GOAL: Put every line of the rows below into a Markdown table with a column named No. for the line's number and a column named Line for its text. Leave out blank lines.

DATA ENTRIES:
○ ○ ○

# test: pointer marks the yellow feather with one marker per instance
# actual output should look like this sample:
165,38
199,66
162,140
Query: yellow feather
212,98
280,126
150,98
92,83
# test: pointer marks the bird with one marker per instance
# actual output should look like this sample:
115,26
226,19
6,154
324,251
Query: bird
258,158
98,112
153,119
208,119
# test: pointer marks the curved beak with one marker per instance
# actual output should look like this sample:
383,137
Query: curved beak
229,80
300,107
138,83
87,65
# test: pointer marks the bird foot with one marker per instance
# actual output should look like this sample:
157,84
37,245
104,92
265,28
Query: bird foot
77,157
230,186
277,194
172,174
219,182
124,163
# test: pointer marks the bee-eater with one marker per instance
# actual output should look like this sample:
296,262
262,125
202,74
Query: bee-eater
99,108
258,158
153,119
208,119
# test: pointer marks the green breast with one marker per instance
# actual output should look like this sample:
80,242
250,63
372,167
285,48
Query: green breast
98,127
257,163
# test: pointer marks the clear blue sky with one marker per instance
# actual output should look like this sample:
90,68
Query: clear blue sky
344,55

○ ○ ○

CORRECT RESULT:
| No. | Line |
|---|---|
| 1 | # test: pointer marks the yellow feather with one marker per instance |
| 2 | # actual output should look like this sample: |
| 3 | 165,38 |
| 4 | 199,66 |
| 5 | 162,140 |
| 6 | Query: yellow feather |
| 7 | 212,98 |
| 8 | 280,126 |
| 9 | 150,98 |
| 10 | 92,83 |
| 11 | # test: pointer marks the bird with one marker per instance |
| 12 | # actual output should look like this sample: |
| 13 | 115,26 |
| 14 | 226,19 |
| 15 | 6,154 |
| 16 | 324,251 |
| 17 | Query: bird |
| 18 | 258,158 |
| 19 | 98,112 |
| 20 | 153,119 |
| 21 | 208,119 |
| 22 | # test: pointer marks the curved beak with one marker per instance |
| 23 | # actual output should look like this sample: |
| 24 | 383,137 |
| 25 | Query: curved beak |
| 26 | 229,80 |
| 27 | 300,107 |
| 28 | 138,83 |
| 29 | 87,65 |
| 30 | # test: pointer marks the bird foot with one marker per instance |
| 31 | # actual output should look like this sample: |
| 32 | 157,84 |
| 33 | 37,245 |
| 34 | 104,92 |
| 35 | 265,28 |
| 36 | Query: bird foot |
| 37 | 77,157 |
| 38 | 230,186 |
| 39 | 277,194 |
| 40 | 172,174 |
| 41 | 219,182 |
| 42 | 124,163 |
| 43 | # test: pointer marks the bee-eater with one marker per instance |
| 44 | # actual output should look like this sample: |
| 45 | 296,262 |
| 46 | 262,125 |
| 47 | 202,74 |
| 48 | Query: bee-eater |
| 49 | 99,108 |
| 50 | 258,158 |
| 51 | 153,119 |
| 52 | 208,119 |
| 53 | # test: pointer marks the green breast with one marker per instance |
| 54 | # actual output should look like this sample: |
| 55 | 80,242 |
| 56 | 250,63 |
| 57 | 372,167 |
| 58 | 285,48 |
| 59 | Query: green breast |
| 60 | 98,127 |
| 61 | 257,163 |
| 62 | # test: pointer marks the clear blue sky with one marker per instance |
| 63 | # actual output should look like this sample: |
| 64 | 90,68 |
| 65 | Query: clear blue sky |
| 66 | 344,55 |